## Problem description:
Would you copy each line of the records that includes the word "snowy"?

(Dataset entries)
┄┄┄┄┄┄

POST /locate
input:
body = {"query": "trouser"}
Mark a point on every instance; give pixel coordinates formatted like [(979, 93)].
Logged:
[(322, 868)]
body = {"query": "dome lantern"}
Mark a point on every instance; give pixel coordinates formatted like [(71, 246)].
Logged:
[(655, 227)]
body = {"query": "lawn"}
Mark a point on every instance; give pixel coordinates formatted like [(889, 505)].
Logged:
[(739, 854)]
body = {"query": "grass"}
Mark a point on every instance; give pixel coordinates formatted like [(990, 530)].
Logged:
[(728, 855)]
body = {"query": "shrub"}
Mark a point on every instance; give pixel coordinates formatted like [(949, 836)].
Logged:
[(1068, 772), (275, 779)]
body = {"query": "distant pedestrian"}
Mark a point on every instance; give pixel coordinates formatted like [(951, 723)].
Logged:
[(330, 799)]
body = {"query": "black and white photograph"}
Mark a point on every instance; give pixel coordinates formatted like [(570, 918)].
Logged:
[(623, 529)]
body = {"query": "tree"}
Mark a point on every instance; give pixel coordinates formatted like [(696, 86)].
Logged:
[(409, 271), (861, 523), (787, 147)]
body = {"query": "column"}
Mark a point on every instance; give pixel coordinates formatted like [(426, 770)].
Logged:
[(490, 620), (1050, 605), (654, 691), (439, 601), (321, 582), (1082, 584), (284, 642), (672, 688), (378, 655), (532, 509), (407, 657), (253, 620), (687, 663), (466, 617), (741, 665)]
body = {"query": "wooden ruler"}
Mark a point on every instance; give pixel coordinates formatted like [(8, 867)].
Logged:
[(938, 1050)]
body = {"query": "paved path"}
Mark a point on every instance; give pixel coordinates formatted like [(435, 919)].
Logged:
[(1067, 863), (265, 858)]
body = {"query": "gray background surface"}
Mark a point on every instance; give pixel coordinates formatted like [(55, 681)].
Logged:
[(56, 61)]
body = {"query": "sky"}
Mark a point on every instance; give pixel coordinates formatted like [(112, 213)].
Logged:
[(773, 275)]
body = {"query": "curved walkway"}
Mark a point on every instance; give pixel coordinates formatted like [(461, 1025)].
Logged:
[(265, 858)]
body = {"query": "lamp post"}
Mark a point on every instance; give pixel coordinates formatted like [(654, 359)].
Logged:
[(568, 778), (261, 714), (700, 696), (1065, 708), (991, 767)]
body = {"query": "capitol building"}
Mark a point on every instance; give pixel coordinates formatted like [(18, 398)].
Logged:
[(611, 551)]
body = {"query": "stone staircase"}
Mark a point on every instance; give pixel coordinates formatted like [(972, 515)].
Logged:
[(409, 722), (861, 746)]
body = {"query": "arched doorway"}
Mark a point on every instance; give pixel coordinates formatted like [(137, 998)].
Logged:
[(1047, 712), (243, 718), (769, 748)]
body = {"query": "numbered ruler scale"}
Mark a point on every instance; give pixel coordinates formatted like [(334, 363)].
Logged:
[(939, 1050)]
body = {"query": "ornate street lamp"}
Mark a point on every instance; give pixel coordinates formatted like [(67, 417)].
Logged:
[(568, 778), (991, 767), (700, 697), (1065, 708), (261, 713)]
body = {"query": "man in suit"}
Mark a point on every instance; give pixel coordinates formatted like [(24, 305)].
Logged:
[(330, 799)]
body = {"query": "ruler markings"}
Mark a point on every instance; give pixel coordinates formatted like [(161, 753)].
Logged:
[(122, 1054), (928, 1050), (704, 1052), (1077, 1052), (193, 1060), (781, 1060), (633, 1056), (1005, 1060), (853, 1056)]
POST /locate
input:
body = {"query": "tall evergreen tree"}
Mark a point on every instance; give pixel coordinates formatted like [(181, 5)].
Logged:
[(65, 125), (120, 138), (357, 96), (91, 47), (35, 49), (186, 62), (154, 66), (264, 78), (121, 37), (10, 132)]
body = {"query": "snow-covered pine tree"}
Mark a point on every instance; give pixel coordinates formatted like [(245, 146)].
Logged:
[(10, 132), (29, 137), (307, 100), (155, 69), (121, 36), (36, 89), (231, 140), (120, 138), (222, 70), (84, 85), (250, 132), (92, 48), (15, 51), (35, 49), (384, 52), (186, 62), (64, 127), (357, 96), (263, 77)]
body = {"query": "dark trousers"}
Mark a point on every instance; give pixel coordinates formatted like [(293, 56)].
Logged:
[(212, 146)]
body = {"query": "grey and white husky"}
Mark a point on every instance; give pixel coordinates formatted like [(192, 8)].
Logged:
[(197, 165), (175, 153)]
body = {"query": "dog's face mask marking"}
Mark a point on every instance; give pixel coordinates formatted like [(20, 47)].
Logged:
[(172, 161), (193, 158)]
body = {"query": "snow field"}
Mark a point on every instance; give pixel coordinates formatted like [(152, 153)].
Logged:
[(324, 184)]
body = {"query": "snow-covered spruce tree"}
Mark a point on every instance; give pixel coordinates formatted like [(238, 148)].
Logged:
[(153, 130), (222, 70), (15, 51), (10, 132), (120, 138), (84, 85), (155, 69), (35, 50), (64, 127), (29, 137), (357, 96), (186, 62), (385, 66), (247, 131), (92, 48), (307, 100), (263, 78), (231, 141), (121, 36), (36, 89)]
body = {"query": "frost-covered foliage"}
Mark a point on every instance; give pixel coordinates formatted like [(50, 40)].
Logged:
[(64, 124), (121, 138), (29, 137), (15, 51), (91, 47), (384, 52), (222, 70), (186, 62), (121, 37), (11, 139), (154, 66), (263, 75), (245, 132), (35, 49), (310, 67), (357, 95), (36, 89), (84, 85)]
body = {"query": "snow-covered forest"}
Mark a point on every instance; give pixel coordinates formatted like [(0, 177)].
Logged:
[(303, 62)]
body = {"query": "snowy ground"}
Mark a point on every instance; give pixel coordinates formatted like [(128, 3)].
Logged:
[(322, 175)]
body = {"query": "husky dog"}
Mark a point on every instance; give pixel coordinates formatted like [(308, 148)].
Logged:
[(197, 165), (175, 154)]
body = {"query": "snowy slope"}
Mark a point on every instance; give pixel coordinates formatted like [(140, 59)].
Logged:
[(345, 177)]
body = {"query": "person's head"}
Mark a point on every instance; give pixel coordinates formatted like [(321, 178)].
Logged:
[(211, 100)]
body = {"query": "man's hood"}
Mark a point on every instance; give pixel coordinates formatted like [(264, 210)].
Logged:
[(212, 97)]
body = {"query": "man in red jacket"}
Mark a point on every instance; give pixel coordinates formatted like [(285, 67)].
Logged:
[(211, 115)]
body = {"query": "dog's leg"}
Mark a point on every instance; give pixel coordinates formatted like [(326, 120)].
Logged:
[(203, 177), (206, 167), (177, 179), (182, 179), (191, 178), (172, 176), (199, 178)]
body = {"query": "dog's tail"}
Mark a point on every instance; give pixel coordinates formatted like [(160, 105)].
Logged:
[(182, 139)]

┄┄┄┄┄┄

## Written response:
body = {"query": "snowy ground"}
body = {"query": "snowy slope"}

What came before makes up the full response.